-- TASK LIST --
a - In the blog excerpt about leaving Germany, what drink did the group introduce Oliver to?
b - Reproduce the part of the blog excerpt about leaving Germany between "I made the first" and "never seen before.", inclusive.
c - Carry the blog excerpt about leaving Germany forward from the point where it stops.

[DOCUMENT SEGMENT Boundary: Start]

I hope I’ll remember the lessons I’ve learned from this culture and from the reserved yet kind Germans who have taught me that a long walk in the park is sometimes better than a drive to the mall for an Orange Julius, and that sometimes it’s nice only to have a nodding acquaintance with the scruffy bearded guy who lives next door instead of knowing every detail of his life story. I am even calmed a bit when I try to imagine those congratulatory messages through a different lens, and wonder how a German might respond to his friend who has announced she is moving back home after a stint abroad. It is unlikely that he would use any exclamation marks (in fact I think the exclamation mark takes finger gymnastics on a German keyboard, not surprising). He would probably say something along these lines: “I hope your husband’s new job is with a stable company and don’t forget, the taxes here are high. Your mother will be lucky to have you nearby to help with her health problems. Please call us at Christmas and we will make an appointment for coffee.” Translation: Welcome home!
I made the first stop on my farewell tour last night, and it was only appropriate that it was spent with a few of my favorite expat bloggers. B., Katie,Christina (along with her two sidekicks, Rainer and Oliver)and I talked politics and blogs and future plans until almost midnight. We ate Indian food and introduced Oliver to mango-yogurt shakes (a big hit) and inadvertently yet cheerfully explored a bit of Nuernberg I’d never seen before.

[DOCUMENT SEGMENT Boundary: End]
[DATASET EXCERPTS Boundary: Start]

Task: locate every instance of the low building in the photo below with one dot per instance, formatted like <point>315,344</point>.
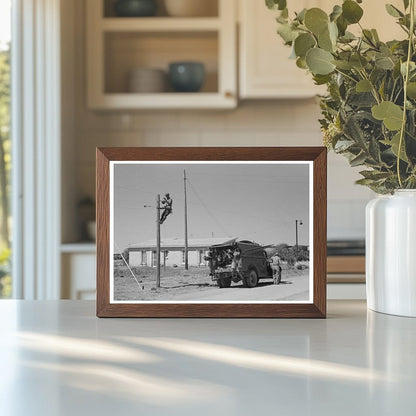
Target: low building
<point>172,252</point>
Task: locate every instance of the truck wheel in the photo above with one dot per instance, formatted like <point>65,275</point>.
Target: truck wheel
<point>226,282</point>
<point>252,278</point>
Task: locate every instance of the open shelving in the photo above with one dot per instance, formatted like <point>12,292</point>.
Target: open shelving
<point>117,45</point>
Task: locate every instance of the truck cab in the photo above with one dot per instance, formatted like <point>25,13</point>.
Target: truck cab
<point>238,260</point>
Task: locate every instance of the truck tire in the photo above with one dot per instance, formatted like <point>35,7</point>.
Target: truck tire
<point>252,278</point>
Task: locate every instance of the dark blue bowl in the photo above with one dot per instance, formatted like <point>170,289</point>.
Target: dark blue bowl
<point>187,76</point>
<point>135,8</point>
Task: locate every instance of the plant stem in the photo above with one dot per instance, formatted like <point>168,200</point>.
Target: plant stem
<point>406,80</point>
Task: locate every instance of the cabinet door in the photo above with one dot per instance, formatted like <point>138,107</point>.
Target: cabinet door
<point>265,68</point>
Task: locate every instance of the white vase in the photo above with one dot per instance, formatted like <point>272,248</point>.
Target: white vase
<point>391,253</point>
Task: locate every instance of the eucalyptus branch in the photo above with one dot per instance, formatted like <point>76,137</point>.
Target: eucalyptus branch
<point>406,80</point>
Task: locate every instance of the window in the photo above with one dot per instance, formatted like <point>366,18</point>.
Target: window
<point>201,256</point>
<point>5,147</point>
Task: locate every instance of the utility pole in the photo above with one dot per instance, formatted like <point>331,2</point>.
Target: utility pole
<point>297,242</point>
<point>186,221</point>
<point>158,240</point>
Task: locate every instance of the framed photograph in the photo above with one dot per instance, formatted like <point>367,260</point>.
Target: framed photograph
<point>211,232</point>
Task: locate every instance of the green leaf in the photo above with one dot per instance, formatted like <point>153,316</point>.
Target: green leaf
<point>388,112</point>
<point>301,15</point>
<point>325,42</point>
<point>385,62</point>
<point>342,25</point>
<point>393,11</point>
<point>316,20</point>
<point>374,174</point>
<point>344,65</point>
<point>351,11</point>
<point>394,145</point>
<point>287,33</point>
<point>363,86</point>
<point>375,35</point>
<point>321,79</point>
<point>336,12</point>
<point>320,61</point>
<point>411,90</point>
<point>358,160</point>
<point>358,61</point>
<point>301,63</point>
<point>303,43</point>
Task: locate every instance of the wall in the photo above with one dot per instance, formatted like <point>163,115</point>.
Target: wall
<point>254,123</point>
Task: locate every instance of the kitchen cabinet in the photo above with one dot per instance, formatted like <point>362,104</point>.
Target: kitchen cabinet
<point>118,45</point>
<point>264,65</point>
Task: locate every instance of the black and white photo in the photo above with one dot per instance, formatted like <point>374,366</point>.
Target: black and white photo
<point>211,232</point>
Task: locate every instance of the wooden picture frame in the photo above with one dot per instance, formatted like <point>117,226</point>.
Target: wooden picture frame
<point>265,157</point>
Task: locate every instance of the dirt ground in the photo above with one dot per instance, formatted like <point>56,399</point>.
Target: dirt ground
<point>195,284</point>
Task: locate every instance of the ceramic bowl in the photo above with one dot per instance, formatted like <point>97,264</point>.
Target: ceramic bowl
<point>135,8</point>
<point>147,80</point>
<point>186,76</point>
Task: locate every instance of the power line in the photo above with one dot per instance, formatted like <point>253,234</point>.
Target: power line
<point>207,209</point>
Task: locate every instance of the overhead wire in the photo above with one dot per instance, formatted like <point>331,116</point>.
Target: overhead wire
<point>207,209</point>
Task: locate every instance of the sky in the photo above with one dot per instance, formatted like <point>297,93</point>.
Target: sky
<point>5,19</point>
<point>259,202</point>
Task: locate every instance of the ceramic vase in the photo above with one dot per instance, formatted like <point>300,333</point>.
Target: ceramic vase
<point>391,253</point>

[DATASET EXCERPTS Boundary: End]

-- ANSWERS TO THE TASKS --
a - Mango-yogurt shakes.

b -
I made the first stop on my farewell tour last night, and it was only appropriate that it was spent with a few of my favorite expat bloggers. B., Katie,Christina (along with her two sidekicks, Rainer and Oliver)and I talked politics and blogs and future plans until almost midnight. We ate Indian food and introduced Oliver to mango-yogurt shakes (a big hit) and inadvertently yet cheerfully explored a bit of Nuernberg I’d never seen before.

c -
I started this blog imagining that a few friends and family members would tune in to see whether we’d survived the first week. I’m still sort of thrilled and freaked out that anyone else ever reads and comments here, and that I’ve actually met some of you in person. Honestly, when the first comments from strangers appeared, I got a little nervous. Aren’t those people on the internet a bunch of weirdos, building their own mainframes in their parents’ basements? And just before B and I met for the first time, I looked at Jeff and said, well, I guess if you don’t hear from me you can assume she turned out to be a serial killer.
But despite my slightly suspicious nature, I make an effort to assume the best about people, and I haven’t been disappointed by you, readers. I’ve found friends in a place and at a time that I felt friendless. I’ve received care packages and shopped for baby clothes and solved blog design crises with people I’ve met here. That must mean that I’ve officially become one of those internet weirdos I was worried about.
Blogging, and knowing my blog isn’t just for me any more, has been a big part of my Deutsch adventure, and I wouldn’t have kept it up if it weren’t for you, dear readers. Thanks for being here.